# EXTRACTED MATERIAL start

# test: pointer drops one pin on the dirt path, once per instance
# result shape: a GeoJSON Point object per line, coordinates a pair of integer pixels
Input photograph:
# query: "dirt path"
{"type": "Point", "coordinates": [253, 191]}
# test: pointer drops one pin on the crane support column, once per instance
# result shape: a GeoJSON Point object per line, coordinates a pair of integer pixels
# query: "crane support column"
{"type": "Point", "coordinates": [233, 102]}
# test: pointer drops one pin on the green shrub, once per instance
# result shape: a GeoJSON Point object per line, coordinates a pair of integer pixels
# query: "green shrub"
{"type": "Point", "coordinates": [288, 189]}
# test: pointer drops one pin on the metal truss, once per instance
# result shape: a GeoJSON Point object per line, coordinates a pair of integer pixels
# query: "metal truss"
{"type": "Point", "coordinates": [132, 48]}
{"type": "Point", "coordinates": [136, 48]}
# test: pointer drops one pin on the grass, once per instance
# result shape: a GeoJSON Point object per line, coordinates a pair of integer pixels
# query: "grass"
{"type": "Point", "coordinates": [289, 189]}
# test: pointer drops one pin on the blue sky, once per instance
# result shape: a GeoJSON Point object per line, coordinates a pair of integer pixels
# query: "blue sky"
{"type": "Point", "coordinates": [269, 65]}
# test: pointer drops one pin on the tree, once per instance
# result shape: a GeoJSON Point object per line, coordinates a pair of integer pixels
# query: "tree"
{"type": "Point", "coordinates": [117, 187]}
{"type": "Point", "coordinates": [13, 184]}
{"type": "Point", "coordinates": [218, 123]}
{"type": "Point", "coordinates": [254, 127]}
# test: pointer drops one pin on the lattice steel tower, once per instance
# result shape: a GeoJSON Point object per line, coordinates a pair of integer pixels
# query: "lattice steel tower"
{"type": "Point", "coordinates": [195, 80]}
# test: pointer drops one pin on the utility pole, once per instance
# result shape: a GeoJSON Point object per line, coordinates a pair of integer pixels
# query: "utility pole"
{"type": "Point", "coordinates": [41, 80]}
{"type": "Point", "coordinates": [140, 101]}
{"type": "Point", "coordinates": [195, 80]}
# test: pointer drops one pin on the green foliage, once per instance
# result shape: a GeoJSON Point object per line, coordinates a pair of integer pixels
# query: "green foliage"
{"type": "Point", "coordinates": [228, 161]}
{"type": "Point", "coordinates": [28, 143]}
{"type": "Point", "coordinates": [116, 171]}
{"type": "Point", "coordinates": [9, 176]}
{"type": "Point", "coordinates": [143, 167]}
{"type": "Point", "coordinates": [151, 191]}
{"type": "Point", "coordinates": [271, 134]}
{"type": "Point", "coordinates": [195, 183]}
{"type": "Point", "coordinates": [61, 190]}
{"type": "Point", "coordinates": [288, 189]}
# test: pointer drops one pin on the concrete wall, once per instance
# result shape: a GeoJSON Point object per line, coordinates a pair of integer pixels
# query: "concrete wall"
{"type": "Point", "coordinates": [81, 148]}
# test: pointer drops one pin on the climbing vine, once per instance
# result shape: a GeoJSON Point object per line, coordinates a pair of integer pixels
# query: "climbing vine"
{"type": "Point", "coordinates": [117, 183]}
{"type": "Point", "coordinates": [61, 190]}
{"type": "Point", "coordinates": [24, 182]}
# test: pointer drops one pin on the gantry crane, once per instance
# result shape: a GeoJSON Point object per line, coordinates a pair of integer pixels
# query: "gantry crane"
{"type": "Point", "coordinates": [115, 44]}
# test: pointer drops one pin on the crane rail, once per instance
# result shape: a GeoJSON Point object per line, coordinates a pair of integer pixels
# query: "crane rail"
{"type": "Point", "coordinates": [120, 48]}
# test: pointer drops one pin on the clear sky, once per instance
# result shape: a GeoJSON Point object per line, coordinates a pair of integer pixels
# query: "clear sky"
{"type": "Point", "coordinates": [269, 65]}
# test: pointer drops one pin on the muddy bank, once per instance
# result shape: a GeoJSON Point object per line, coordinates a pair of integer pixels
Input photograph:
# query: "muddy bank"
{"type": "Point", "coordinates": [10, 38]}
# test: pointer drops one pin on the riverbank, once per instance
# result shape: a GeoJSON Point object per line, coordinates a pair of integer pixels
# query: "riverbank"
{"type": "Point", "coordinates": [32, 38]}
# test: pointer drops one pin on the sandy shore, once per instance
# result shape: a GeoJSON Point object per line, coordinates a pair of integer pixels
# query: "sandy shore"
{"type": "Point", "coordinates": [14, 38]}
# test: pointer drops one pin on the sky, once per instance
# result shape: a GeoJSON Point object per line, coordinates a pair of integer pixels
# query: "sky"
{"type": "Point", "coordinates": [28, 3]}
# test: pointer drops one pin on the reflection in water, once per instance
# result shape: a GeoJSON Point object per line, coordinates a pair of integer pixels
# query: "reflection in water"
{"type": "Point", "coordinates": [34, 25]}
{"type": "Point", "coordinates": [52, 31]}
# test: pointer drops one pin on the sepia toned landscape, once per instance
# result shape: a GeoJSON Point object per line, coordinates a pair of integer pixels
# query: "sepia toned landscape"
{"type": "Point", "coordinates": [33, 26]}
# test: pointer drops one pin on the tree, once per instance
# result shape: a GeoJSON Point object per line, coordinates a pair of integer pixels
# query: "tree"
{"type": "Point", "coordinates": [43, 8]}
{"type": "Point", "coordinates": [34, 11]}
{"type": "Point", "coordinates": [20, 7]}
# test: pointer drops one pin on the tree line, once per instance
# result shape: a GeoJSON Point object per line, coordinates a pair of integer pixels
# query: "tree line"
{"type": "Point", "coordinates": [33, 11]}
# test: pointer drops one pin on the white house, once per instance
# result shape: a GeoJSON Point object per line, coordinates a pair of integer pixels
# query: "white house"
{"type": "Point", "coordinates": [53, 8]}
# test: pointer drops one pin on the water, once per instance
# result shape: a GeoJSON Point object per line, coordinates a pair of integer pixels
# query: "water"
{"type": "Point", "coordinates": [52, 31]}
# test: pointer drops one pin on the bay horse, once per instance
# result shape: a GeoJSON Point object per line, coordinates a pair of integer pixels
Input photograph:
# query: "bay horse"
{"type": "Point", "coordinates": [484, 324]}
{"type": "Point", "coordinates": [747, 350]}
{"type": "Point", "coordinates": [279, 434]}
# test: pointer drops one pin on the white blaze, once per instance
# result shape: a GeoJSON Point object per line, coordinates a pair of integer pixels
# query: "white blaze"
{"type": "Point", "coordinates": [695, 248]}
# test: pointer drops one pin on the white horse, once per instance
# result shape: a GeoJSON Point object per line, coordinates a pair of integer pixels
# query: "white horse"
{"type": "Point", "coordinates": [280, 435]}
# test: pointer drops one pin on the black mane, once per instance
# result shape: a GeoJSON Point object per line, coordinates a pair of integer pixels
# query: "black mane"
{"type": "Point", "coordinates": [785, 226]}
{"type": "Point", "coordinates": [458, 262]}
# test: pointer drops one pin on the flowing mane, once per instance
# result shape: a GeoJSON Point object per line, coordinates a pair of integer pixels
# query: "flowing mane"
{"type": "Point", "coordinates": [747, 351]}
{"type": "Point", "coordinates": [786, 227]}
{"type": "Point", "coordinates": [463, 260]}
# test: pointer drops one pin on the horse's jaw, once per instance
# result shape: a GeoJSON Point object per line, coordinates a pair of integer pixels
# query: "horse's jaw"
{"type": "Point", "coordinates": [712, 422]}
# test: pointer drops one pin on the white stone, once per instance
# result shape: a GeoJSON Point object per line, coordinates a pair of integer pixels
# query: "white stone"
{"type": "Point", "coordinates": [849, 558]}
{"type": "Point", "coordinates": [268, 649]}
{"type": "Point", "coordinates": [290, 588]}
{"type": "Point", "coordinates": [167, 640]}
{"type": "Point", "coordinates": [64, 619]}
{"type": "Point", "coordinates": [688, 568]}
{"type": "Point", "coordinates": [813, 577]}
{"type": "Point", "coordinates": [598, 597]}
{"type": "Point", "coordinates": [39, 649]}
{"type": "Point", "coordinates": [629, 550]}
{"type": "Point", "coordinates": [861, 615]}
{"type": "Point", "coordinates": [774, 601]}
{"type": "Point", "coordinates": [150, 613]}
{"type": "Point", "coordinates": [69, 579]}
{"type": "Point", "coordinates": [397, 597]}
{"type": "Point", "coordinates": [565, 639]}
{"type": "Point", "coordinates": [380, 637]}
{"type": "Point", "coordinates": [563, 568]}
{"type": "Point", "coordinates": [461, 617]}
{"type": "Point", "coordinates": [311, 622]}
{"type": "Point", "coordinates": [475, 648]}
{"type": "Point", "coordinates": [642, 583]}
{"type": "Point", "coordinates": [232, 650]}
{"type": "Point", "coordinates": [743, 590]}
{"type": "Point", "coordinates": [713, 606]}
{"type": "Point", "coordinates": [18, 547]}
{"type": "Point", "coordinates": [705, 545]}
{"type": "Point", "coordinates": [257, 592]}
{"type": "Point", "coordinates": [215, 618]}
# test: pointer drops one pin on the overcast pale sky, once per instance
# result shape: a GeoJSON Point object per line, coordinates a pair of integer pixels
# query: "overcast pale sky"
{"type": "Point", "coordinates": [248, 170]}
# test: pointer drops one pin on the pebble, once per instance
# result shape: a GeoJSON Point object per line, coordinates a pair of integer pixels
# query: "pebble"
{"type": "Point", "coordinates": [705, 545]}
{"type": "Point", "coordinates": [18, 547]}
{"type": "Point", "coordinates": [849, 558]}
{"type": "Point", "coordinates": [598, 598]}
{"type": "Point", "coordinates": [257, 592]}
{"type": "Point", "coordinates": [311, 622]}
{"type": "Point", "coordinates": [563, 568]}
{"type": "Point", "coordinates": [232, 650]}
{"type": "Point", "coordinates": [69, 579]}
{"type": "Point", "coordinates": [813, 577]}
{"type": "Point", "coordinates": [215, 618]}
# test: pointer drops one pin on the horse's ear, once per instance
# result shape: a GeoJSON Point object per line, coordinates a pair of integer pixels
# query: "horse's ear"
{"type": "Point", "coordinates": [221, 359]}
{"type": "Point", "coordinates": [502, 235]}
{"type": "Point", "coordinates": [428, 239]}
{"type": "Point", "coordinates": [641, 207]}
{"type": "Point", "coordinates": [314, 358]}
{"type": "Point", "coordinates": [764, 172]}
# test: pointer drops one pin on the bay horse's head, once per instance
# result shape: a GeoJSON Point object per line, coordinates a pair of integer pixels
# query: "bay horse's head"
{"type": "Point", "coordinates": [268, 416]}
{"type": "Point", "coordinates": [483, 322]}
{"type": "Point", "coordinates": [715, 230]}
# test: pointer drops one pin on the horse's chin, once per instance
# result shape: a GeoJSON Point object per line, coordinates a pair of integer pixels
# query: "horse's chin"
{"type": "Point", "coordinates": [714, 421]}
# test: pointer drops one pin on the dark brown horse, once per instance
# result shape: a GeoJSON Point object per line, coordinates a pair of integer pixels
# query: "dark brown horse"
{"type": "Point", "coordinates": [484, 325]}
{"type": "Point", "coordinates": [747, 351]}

# EXTRACTED MATERIAL end

** INSTRUCTIONS TO FOLLOW **
Send back exactly the lines from the line with "# test: pointer drops one pin on the horse's chin, once" through the end of the records.

** EXPECTED OUTPUT **
# test: pointer drops one pin on the horse's chin, once per instance
# result shape: a GeoJSON Point object per line, coordinates a pair of integer pixels
# query: "horse's chin"
{"type": "Point", "coordinates": [714, 421]}
# test: pointer drops one pin on the dark brown horse, once per instance
# result shape: a GeoJSON Point object per line, coordinates a pair of integer pixels
# query: "dark brown horse"
{"type": "Point", "coordinates": [484, 325]}
{"type": "Point", "coordinates": [747, 351]}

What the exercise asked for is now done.